## START Data for the task

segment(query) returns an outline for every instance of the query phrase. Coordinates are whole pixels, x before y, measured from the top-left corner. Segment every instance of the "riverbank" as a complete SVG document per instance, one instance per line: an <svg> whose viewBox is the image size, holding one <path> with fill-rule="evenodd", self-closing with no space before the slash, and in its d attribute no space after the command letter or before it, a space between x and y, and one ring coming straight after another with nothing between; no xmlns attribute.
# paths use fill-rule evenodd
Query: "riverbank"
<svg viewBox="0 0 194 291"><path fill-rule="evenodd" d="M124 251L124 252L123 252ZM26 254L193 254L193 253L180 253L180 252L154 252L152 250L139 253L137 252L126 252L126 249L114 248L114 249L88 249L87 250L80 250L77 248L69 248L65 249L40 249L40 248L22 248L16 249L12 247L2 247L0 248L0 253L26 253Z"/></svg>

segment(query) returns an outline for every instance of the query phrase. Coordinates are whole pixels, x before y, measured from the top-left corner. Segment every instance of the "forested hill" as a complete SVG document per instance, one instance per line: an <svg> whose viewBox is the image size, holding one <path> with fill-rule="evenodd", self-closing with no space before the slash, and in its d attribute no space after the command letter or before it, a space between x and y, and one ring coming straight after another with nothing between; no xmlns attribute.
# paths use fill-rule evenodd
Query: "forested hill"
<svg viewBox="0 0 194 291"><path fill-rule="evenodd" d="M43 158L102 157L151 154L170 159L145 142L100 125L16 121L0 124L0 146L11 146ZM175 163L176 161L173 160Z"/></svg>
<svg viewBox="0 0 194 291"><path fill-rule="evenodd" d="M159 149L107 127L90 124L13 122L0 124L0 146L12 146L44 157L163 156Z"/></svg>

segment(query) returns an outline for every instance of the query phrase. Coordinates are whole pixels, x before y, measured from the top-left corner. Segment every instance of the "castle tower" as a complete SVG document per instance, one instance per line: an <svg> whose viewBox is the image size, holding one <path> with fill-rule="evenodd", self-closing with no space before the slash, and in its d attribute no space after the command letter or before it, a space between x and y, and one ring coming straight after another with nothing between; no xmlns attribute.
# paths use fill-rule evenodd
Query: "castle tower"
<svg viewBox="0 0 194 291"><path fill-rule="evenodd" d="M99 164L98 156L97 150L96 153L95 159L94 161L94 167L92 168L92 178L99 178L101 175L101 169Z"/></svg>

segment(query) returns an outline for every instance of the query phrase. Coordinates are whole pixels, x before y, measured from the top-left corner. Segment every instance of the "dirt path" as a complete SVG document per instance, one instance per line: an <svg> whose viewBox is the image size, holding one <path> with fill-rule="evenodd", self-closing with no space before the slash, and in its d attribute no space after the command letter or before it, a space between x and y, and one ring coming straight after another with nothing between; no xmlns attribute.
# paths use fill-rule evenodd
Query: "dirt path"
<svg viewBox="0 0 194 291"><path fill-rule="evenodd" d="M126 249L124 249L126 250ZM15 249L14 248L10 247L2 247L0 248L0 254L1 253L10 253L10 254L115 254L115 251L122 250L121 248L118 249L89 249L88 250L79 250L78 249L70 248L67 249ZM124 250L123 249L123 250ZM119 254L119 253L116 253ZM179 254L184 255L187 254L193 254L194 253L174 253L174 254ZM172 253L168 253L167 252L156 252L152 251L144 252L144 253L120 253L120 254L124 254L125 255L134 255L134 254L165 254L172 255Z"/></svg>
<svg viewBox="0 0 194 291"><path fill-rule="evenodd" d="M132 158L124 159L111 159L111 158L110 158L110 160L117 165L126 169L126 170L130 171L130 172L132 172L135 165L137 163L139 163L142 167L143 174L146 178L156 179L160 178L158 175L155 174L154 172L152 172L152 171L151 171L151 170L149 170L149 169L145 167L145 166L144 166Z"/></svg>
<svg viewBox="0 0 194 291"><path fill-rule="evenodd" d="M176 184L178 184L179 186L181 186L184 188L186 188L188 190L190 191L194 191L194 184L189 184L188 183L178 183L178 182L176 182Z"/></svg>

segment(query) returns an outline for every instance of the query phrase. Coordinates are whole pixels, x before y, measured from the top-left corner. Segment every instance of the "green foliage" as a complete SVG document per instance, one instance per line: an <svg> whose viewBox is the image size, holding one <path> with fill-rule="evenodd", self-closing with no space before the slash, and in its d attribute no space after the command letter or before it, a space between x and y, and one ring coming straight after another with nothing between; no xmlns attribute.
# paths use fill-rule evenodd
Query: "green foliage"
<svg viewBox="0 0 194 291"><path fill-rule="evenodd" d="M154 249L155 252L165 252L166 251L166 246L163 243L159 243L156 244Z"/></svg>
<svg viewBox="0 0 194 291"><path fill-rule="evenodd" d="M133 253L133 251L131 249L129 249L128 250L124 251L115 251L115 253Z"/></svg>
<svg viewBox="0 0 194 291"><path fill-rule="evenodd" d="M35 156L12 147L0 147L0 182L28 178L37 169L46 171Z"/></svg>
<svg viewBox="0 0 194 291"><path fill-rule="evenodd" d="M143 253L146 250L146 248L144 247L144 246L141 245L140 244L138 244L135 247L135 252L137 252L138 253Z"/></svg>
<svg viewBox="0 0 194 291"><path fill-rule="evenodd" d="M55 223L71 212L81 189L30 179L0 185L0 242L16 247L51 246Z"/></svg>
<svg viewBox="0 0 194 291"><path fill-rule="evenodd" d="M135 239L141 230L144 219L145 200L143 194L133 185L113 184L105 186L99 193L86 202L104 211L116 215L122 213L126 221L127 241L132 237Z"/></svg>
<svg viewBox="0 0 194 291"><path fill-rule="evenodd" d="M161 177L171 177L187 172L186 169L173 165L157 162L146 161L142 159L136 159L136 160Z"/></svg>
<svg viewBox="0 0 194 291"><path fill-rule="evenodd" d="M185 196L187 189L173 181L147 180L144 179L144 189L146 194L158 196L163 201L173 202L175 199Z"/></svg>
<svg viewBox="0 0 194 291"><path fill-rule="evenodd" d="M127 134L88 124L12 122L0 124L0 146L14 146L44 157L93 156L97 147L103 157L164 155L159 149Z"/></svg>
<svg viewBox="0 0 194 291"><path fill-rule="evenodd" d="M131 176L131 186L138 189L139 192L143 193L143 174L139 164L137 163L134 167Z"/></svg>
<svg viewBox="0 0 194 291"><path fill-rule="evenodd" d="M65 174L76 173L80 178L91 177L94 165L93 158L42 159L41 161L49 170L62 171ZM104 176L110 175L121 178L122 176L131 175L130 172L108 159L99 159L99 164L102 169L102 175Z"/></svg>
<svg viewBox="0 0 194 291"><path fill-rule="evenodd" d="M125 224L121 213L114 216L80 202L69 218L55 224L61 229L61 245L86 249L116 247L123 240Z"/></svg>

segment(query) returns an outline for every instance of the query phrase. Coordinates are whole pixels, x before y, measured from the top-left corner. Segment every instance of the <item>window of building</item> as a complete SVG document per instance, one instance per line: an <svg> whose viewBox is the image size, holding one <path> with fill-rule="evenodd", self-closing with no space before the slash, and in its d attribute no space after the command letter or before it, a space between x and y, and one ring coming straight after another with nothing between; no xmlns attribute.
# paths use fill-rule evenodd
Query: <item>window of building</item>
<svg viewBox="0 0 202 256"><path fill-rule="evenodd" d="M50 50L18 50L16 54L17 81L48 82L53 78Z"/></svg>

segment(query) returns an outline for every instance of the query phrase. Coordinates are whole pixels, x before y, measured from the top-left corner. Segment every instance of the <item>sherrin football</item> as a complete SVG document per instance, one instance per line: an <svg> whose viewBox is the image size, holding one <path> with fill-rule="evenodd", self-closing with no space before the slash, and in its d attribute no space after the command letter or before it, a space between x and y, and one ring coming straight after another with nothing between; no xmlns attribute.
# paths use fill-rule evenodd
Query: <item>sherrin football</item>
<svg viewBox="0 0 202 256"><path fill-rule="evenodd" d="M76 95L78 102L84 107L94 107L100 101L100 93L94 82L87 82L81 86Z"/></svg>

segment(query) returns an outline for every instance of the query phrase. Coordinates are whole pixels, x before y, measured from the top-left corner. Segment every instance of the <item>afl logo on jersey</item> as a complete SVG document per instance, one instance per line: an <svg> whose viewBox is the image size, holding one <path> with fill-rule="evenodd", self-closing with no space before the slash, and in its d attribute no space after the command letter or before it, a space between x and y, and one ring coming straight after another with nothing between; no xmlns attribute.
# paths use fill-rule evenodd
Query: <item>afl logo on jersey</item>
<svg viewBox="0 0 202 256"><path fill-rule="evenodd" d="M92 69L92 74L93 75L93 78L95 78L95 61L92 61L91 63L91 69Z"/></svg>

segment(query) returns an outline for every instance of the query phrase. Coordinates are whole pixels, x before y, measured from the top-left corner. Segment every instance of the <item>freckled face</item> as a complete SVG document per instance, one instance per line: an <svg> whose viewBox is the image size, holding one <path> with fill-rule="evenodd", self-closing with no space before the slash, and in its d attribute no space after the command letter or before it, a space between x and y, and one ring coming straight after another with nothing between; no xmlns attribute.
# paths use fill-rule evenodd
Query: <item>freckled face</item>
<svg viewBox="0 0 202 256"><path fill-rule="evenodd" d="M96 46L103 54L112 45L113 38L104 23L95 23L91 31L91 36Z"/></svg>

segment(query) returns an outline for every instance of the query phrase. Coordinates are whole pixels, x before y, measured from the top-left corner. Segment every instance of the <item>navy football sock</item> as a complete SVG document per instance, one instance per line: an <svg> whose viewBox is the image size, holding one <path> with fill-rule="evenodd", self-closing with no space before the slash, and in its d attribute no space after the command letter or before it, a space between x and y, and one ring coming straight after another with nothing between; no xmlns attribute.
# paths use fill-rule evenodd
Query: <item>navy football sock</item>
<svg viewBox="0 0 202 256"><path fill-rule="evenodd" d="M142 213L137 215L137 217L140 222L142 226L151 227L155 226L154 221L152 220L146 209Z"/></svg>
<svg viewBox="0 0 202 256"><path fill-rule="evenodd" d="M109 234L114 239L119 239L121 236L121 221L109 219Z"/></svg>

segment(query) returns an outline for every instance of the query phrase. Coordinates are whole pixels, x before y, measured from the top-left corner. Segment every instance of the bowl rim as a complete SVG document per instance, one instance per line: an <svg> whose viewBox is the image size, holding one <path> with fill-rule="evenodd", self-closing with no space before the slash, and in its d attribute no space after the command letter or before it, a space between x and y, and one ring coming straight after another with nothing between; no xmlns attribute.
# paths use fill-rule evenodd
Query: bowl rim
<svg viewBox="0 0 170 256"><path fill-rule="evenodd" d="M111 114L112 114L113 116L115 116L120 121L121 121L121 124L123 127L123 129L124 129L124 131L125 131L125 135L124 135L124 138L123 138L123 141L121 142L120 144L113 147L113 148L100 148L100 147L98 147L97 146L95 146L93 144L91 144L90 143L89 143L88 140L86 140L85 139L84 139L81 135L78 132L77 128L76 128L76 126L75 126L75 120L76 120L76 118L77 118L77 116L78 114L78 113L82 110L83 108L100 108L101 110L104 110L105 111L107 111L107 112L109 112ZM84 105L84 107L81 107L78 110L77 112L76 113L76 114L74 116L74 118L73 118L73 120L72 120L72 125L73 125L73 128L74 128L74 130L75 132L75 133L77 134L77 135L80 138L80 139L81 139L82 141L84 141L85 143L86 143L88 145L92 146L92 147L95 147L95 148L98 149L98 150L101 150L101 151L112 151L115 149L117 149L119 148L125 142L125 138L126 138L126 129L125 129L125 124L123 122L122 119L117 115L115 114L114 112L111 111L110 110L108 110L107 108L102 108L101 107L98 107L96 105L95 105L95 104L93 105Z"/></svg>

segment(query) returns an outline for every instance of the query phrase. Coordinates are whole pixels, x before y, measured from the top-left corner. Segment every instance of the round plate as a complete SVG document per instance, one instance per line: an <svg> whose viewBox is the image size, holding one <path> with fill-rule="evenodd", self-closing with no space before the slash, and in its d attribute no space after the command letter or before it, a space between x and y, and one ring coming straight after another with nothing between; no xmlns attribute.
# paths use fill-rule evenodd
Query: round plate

## END Data for the task

### What this task involves
Identify every line above that contains the word "green", and copy each of those lines.

### Solution to the exercise
segment(query) returns an outline for every instance of the query phrase. Coordinates are whole pixels, x before y, measured from the top-left corner. Segment every instance of the "green foliage" as a complete SVG document per instance, one instance per line: an <svg> whose viewBox is the image size, holding one <path> with fill-rule="evenodd", self-closing with no space before the slash, and in its d attribute no space after the command letter or before it, a space between x and y, and one ring coming straight after another with nothing between; no xmlns attribute.
Query: "green foliage"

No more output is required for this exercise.